▸ **EXTRACT TO READ**
---------------
# I am looking for a security camera how to



## lookerbooker (Sep 11, 2010)

Hi I am looking for a security camera cheap but good .I need to to keep an eye on my backyard from the outside at night mostly.What would I need ,and the best way to hook it up,via computer or vcr ,etc.

thks


----------



## Knotbored (Jun 5, 2004)

http://www.harborfreight.com/weatherproof-security-camera-with-night-vision-47546.html
is a $25 security camera you can hook to a TV or tape- I can't vouch for quality-but at that price it might be a useful test. Note you can download the owners manual aand revieew whether it would suit your needs.


----------



## JohnWill (Oct 19, 2002)

Personally, I'd be looking for IP connected cameras, either wired or wireless. You can run a utility on your computer that only records when there is movement sensed, keeps you from having to scan through gigabytes of still images.


----------



## lookerbooker (Sep 11, 2010)

THks for replies which ip camera should I look into? Really don't know where to start.Thks


----------



## JohnWill (Oct 19, 2002)

Well, I have no direct experience with them, but I know I've read a lot about the capabilities. I have a simple Trendnet IP camera that I've tinkered with here, it actually works pretty well.

You need to detail what the requirements are, specifically do you want night vision, continuous recording or just on motion detection, length of time for data retention, etc. I'm assuming you aren't going to sit up all night and monitor the camera, right?


----------



## lookerbooker (Sep 11, 2010)

Thks for reply I want mostly night but also some daytime .I don't want to stay up all night but want to catch whoever is in the yard at night and should not be there.Just don't know what is best.
Aby ideas?
Thks


----------



## lookerbooker (Sep 11, 2010)

anyone 
how about this
http://www.thesource.ca/estore/product.aspx?language=en-CA&product=Lw1001&catalog=Online&tab=1#more


----------



## JohnWill (Oct 19, 2002)

It's simply a wireless camera that goes back to a composite video feed. I think you want TCP/IP camera (possibly wireless) for your application. That camera would require a special video input board at least.


----------



## lookerbooker (Sep 11, 2010)

OK still don't know where to go from here ,any ideas , i'd appreciate it.Thks


----------



## lookerbooker (Sep 11, 2010)

How about this as an idea, don't know how legit the site is but the camera is the idea you're saying.Thks
http://www.chinavasion.com/product_...one-ip-security-camera-wifi-dvr-night-vision/


----------



## JohnWill (Oct 19, 2002)

Well, it all sounds nice, the key would be the capability of the software. You probably want software that only records when there is movement I would imagine. I don't know that the software with this camera offers that capability.


----------



## lookerbooker (Sep 11, 2010)

I thought also of that but if not I would have to record a certain amount of hourswith a vcr I would guess? Any other ideas pls Thks


----------



## JohnWill (Oct 19, 2002)
---------------
▸ **SUPPLIED INFORMATION**

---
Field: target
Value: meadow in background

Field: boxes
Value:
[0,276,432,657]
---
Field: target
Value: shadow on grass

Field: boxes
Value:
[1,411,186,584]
---------------
▸ **TASK REQUIREMENTS**
A) In the forum thread on security cameras, what make of IP camera does JohnWill say he has tinkered with?
B) Resume the forum thread on security cameras from its final line.

▸ **RESULTS FOR THE EXERCISE**
A) A simple Trendnet IP camera.

B)
Well, typically security cameras either record at a slow frame rate or just when motion is sensed. Otherwise, there would be a LOT of boring time when nothing was happening when you're reviewing the security tape. 

I'd also want mine recording to a hard disk, I don't like the idea of swapping tapes all the time. You can have a disk with a set amount of buffer space continually record and just write over the oldest data. That would allow you to have a week or so of data and just automatically overlay it when the disk is full.


----------



## lookerbooker (Sep 11, 2010)

Thks for reply ,now all I need is to go to a good site where these things like security cams are sold.I've been looking ,and they are hard to find, any good sites for this? Thks


----------



## JohnWill (Oct 19, 2002)

I've never been in the market, so I don't have any places in mind. Of course, where you live in the world will figure into this too.


----------



## lookerbooker (Sep 11, 2010)

I'm still looking , I was told by a friend to try costco ,he got a set there that works well .A wireless set with 4 cams for 200$.I looked and it is nowhere to be found, but he had bought this 2 yeras ago.


----------



## JohnWill (Oct 19, 2002)

Well, since I'm a member of Costco, I happen to remember that rig. It was strictly a camera setup that showed real-time video, no recording function of any kind. It also was standard video, for your application you'd probably be better off with IP connected cameras.


----------



## lookerbooker (Sep 11, 2010)

What would u suggest JohnWill?


----------



## JohnWill (Oct 19, 2002)

Like I said, I have never been in the market for this kind of setup.

Something like this might do the trick: http://www.lightinthebox.com/Waterp...ith-WIFI-and-Night-Vision-QW124-_p118497.html


----------



## DaveBurnett (Nov 11, 2002)

Linksys make an IP webcam. It is IR night as well. The utilities allow motion detection etc. I've got one here (maybe for sale) got it from Amazon. It was about £100 (refurbished).
I set one up in a local store some time ago.


----------



## lookerbooker (Sep 11, 2010)

OK Dave u have any pics or links to ur cam and how much if u were to sell it? Thks


----------



## DaveBurnett (Nov 11, 2002)

Look up wvc54gca-rm
Mine has only been used for test. It would cost about £76.00 plus shipping from the UK.
You may well be able to get one cheaper.(shipping free).


----------



## lookerbooker (Sep 11, 2010)

Thks dave I took a Look and it does not seem like the camera is for outside or good for semi- darkness outside, _I might be wrong.Thks_


----------



## DaveBurnett (Nov 11, 2002)

It is not designed for outside, but does work at very low light levels.
I set it up looking through a window.


----------



## Soundy (Feb 17, 2006)

A few thoughts from someone who works in CCTV...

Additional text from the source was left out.